* STATED TASK:
Reproduce the following lines word for word.

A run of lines
— Start —

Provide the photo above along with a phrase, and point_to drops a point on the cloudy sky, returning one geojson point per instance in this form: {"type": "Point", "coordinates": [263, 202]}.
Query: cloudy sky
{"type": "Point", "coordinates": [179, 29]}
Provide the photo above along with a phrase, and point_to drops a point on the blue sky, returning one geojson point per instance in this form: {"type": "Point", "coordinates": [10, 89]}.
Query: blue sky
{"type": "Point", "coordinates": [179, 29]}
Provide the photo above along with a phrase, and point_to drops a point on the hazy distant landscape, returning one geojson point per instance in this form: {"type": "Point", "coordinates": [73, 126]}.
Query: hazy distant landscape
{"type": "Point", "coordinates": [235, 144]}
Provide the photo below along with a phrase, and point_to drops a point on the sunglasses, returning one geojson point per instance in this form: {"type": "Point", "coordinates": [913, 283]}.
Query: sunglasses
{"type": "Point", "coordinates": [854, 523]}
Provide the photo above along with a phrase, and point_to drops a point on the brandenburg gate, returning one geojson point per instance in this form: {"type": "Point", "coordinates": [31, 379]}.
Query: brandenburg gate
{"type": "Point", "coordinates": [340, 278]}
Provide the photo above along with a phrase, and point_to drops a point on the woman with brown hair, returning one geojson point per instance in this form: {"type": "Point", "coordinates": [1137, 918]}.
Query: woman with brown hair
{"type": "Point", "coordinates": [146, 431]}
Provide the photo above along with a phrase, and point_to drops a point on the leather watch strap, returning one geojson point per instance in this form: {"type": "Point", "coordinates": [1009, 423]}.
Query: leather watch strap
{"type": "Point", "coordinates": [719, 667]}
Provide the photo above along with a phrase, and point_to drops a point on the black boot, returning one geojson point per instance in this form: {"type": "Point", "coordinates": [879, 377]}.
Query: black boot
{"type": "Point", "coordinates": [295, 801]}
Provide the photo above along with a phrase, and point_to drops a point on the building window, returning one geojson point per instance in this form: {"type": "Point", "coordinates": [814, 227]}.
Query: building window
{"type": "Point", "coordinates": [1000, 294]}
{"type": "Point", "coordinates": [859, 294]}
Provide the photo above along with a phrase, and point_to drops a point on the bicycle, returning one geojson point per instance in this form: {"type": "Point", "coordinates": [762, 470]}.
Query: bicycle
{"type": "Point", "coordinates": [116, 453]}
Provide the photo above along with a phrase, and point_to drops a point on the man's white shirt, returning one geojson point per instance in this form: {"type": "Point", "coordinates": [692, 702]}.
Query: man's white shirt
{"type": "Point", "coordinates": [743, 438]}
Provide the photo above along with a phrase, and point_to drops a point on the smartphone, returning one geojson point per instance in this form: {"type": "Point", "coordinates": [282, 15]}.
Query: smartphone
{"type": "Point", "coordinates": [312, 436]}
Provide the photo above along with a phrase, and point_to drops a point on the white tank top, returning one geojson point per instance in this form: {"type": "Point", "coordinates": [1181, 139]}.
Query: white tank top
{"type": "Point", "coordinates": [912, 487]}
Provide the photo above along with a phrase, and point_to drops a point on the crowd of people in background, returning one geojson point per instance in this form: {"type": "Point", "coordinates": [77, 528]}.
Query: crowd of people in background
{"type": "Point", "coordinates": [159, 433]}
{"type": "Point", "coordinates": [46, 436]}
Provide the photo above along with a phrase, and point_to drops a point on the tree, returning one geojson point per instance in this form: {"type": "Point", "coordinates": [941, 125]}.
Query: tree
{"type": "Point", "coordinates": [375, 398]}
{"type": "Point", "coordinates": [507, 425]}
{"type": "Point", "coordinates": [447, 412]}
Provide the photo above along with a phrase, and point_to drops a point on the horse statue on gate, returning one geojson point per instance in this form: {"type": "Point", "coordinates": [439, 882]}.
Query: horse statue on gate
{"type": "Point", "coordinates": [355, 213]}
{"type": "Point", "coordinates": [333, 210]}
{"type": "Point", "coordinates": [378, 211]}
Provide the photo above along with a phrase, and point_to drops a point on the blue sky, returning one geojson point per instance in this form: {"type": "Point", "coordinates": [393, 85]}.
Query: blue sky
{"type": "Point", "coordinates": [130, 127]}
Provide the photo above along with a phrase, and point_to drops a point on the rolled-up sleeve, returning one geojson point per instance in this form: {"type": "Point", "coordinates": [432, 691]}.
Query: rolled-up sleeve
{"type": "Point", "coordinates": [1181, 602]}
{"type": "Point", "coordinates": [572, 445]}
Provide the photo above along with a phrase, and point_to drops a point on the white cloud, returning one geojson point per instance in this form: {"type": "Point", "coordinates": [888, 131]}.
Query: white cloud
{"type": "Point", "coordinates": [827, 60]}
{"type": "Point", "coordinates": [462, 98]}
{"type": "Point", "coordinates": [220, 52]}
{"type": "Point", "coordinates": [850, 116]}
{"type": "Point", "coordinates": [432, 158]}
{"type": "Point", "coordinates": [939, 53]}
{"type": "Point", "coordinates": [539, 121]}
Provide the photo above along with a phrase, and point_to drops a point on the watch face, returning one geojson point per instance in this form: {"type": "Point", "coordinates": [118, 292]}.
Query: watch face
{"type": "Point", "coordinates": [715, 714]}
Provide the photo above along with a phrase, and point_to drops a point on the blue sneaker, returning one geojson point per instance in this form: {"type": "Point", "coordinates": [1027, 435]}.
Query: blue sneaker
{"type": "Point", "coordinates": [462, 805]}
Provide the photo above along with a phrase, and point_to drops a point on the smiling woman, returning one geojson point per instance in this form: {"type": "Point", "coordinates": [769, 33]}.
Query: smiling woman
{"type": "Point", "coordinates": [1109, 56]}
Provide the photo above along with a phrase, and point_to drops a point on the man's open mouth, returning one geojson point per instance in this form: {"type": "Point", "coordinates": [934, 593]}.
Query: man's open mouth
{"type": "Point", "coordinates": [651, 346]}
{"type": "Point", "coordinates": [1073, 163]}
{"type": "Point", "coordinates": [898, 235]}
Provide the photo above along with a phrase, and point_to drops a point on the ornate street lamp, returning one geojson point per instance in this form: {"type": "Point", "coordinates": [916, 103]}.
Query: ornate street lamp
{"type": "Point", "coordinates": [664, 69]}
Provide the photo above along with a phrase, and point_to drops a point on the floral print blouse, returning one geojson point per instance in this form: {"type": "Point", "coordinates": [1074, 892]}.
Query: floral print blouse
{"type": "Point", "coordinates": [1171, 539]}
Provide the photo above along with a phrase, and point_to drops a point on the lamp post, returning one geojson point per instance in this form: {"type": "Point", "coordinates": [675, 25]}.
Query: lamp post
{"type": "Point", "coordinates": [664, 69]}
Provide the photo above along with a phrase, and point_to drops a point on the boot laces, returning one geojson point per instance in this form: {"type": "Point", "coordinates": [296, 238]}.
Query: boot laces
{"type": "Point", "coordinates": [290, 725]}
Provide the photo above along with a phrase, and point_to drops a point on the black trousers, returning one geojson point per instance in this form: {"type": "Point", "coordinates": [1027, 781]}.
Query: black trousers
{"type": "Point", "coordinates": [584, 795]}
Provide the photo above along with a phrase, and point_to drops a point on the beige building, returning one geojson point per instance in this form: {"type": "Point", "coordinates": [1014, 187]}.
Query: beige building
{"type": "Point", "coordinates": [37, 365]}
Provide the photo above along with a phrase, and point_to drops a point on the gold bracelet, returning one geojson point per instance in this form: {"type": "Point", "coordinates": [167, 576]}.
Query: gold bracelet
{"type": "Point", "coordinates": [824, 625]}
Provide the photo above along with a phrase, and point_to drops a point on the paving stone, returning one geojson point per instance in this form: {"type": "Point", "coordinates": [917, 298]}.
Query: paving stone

— End —

* EXERCISE OUTPUT:
Provide the photo above along with a phrase, and point_to drops a point on the cloudy sky, returning one geojson point per instance in this form: {"type": "Point", "coordinates": [263, 202]}.
Query: cloudy sky
{"type": "Point", "coordinates": [179, 29]}
Provide the photo above along with a phrase, and point_to drops a point on the blue sky, returning one geojson point per instance in this form: {"type": "Point", "coordinates": [10, 89]}.
Query: blue sky
{"type": "Point", "coordinates": [179, 29]}
Provide the photo above along with a phrase, and point_to drops a point on the hazy distant landscape, returning one geojson point per instance in this form: {"type": "Point", "coordinates": [73, 126]}.
Query: hazy distant landscape
{"type": "Point", "coordinates": [235, 144]}
Provide the photo below along with a phrase, and point_to drops a point on the sunglasses, returning one geojson point per instance in this form: {"type": "Point", "coordinates": [913, 283]}.
Query: sunglasses
{"type": "Point", "coordinates": [854, 523]}
Provide the photo above along with a phrase, and point_to drops a point on the brandenburg gate, returning one geojson point per instance in this form: {"type": "Point", "coordinates": [31, 379]}.
Query: brandenburg gate
{"type": "Point", "coordinates": [340, 278]}
Provide the photo above along with a phrase, and point_to drops a point on the woman with brown hair, returning one geojson point per instance in this form: {"type": "Point", "coordinates": [1137, 918]}.
Query: woman with brown hair
{"type": "Point", "coordinates": [146, 431]}
Provide the photo above along with a phrase, and point_to drops a point on the leather watch strap, returning one geojson point per instance in this form: {"type": "Point", "coordinates": [1009, 423]}.
Query: leather watch strap
{"type": "Point", "coordinates": [719, 667]}
Provide the photo above along with a phrase, and point_to drops a point on the black boot, returning one geojson point per instance in this form: {"type": "Point", "coordinates": [879, 377]}.
Query: black boot
{"type": "Point", "coordinates": [295, 801]}
Provide the photo above along with a phrase, and point_to drops a point on the building window, returning one geojson point per instance in this form: {"type": "Point", "coordinates": [814, 227]}.
Query: building window
{"type": "Point", "coordinates": [1000, 294]}
{"type": "Point", "coordinates": [859, 294]}
Provide the photo above along with a phrase, and point_to drops a point on the bicycle, returning one geojson point per instance in this form: {"type": "Point", "coordinates": [762, 470]}.
Query: bicycle
{"type": "Point", "coordinates": [116, 453]}
Provide the photo above along with a phrase, and point_to drops a point on the man's white shirt, returning one geojson point per instance in this form: {"type": "Point", "coordinates": [692, 702]}.
Query: man's white shirt
{"type": "Point", "coordinates": [743, 438]}
Provide the photo above along with a phrase, and point_to drops a point on the smartphone, returning one geojson point per instance in this form: {"type": "Point", "coordinates": [282, 15]}.
Query: smartphone
{"type": "Point", "coordinates": [312, 436]}
Provide the photo above along with a phrase, and point_to drops a point on the white tank top, returning one geojson point per instance in this form: {"type": "Point", "coordinates": [1181, 139]}.
Query: white tank top
{"type": "Point", "coordinates": [912, 487]}
Provide the photo above along with a phrase, and point_to drops a point on the crowd of people in background, returning one geojson point per instance in this form: {"type": "Point", "coordinates": [77, 528]}.
Query: crowd of people in background
{"type": "Point", "coordinates": [159, 433]}
{"type": "Point", "coordinates": [46, 436]}
Provide the photo above along with a phrase, and point_to drops a point on the tree, returning one geojson point per instance in this form: {"type": "Point", "coordinates": [941, 125]}.
Query: tree
{"type": "Point", "coordinates": [375, 398]}
{"type": "Point", "coordinates": [507, 425]}
{"type": "Point", "coordinates": [447, 412]}
Provide the photo above along with a phrase, and point_to drops a point on the horse statue on gate, returning one geojson point per instance in this form: {"type": "Point", "coordinates": [439, 882]}.
Query: horse statue on gate
{"type": "Point", "coordinates": [355, 213]}
{"type": "Point", "coordinates": [333, 210]}
{"type": "Point", "coordinates": [378, 211]}
Provide the photo above along with a phrase, and point_to drops a point on the blue sky, returning one geojson point per instance in this form: {"type": "Point", "coordinates": [393, 85]}.
Query: blue sky
{"type": "Point", "coordinates": [130, 127]}
Provide the photo above along with a phrase, and point_to drops a point on the rolled-up sleeve, returning one geojson point per instance in this form: {"type": "Point", "coordinates": [432, 691]}.
Query: rolled-up sleeve
{"type": "Point", "coordinates": [1181, 602]}
{"type": "Point", "coordinates": [572, 445]}
Provide the photo above along with a phrase, and point_to drops a point on the white cloud, returning one geojson point per instance in this form: {"type": "Point", "coordinates": [888, 131]}.
Query: white cloud
{"type": "Point", "coordinates": [827, 60]}
{"type": "Point", "coordinates": [462, 98]}
{"type": "Point", "coordinates": [220, 52]}
{"type": "Point", "coordinates": [850, 116]}
{"type": "Point", "coordinates": [432, 158]}
{"type": "Point", "coordinates": [939, 53]}
{"type": "Point", "coordinates": [539, 121]}
Provide the photo above along with a phrase, and point_to drops a point on the watch face, returning one geojson point per instance in this form: {"type": "Point", "coordinates": [118, 292]}.
Query: watch face
{"type": "Point", "coordinates": [715, 714]}
Provide the photo above along with a phrase, and point_to drops a point on the blue sneaker, returning one geojson point per instance in this form: {"type": "Point", "coordinates": [1027, 435]}.
Query: blue sneaker
{"type": "Point", "coordinates": [462, 805]}
Provide the photo above along with a phrase, and point_to drops a point on the smiling woman, returning one geojson point per instance in this form: {"type": "Point", "coordinates": [769, 33]}.
Query: smiling woman
{"type": "Point", "coordinates": [1109, 56]}
Provide the photo above along with a phrase, and point_to drops a point on the man's open mouth, returning one geojson point per instance in this form: {"type": "Point", "coordinates": [934, 593]}.
Query: man's open mouth
{"type": "Point", "coordinates": [651, 346]}
{"type": "Point", "coordinates": [1073, 163]}
{"type": "Point", "coordinates": [898, 235]}
Provide the photo above along with a phrase, and point_to drops a point on the ornate street lamp, returning one geojson point per instance in this form: {"type": "Point", "coordinates": [916, 103]}.
Query: ornate street lamp
{"type": "Point", "coordinates": [664, 69]}
Provide the photo above along with a phrase, and point_to drops a point on the floral print blouse, returning one geojson point per instance in this form: {"type": "Point", "coordinates": [1074, 892]}.
Query: floral print blouse
{"type": "Point", "coordinates": [1171, 539]}
Provide the photo above along with a phrase, and point_to drops a point on the lamp post, returning one geojson point per instance in this form: {"type": "Point", "coordinates": [675, 25]}.
Query: lamp post
{"type": "Point", "coordinates": [664, 69]}
Provide the photo above along with a phrase, and point_to drops a point on the boot laces, returning one geojson point per instance in this form: {"type": "Point", "coordinates": [296, 238]}.
Query: boot laces
{"type": "Point", "coordinates": [290, 725]}
Provide the photo above along with a phrase, and point_to drops a point on the black trousers, returning one geojson point per instance in this form: {"type": "Point", "coordinates": [1027, 781]}.
Query: black trousers
{"type": "Point", "coordinates": [584, 795]}
Provide the photo above along with a phrase, and point_to drops a point on the beige building, returning one geojson point per instance in this form: {"type": "Point", "coordinates": [1014, 187]}.
Query: beige building
{"type": "Point", "coordinates": [37, 365]}
Provide the photo above along with a phrase, and point_to drops a point on the gold bracelet, returning one geojson point per instance in this form: {"type": "Point", "coordinates": [167, 576]}.
Query: gold bracelet
{"type": "Point", "coordinates": [824, 625]}
Provide the photo above along with a phrase, and point_to drops a point on the paving stone, returning one geojson point per instance in this form: {"type": "Point", "coordinates": [917, 298]}.
Query: paving stone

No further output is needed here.